- **TEXT EXTRACT**
But the researchers’ data got them questioning the nature of the minuscule yet universally used components that they were designing. Were these components usable to people who weren’t explicitly accounted for in the data that the team had gathered so far? Churchill and her group wanted to reach people with accessibility needs, people with limited access to the internet, people with limited tech literacy, and anyone who’s often left at the margins when developers build for an average user. As the text field study ran, Churchill says, “it became absolutely evident to us that we had not thought through as many of the accessibility issues that were needed, or were being revealed in the study.”

This realization led to the formation of a deep partnership with Google Accessibility. By the end of the evaluative research study, the team had identified one input text field that performed best for most people and over a dozen other options that crossed an acceptable threshold of usability and that they could share with the design and development teams using their platform.

Some people on Churchill’s team like to focus solely on qualitative research and testing, and others solely on quantitative. She says that’s fine: “The job of the team is to make sure these weave together very effectively. The team is very collaborative so this works well for us."

Redrawing Pinterest

“If I was going to advocate for anything, it’d be a bespoke approach,” says Gabriel Trionfi, UX research manager at Lyft and former head of research at Pinterest. Qualitative research is still very nascent in the tech industry, and Trionfi borrows terminology from design and development to describe his process. He believes that the choice of methods should differ based on the situation. This holds true at every step of the process: in the spec, or brief, with its five well-defined points (What is the question? What will we do with the answer? What’s the timeline? Who are the participants and stakeholders? Should I know something that I don’t?); in the research itself; and in its interpretation and presentation. But regardless of the methods used, the research itself should always be well-structured and planned.

- **RECORDS FOR PROCESSING**
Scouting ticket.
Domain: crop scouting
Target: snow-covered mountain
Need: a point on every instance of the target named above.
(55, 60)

- **TO DO**
• 1. Extract the stretch of the UX research text from "This realization led" through "using their platform.".
• 2. Convert the listing into a JSON list of strings, one string per line, omitting blank lines.

- **SOLUTION LIST**
• 1.
This realization led to the formation of a deep partnership with Google Accessibility. By the end of the evaluative research study, the team had identified one input text field that performed best for most people and over a dozen other options that crossed an acceptable threshold of usability and that they could share with the design and development teams using their platform.

• 2.
[
  "Scouting ticket.",
  "Domain: crop scouting",
  "Target: snow-covered mountain",
  "Need: a point on every instance of the target named above.",
  "(55, 60)"
]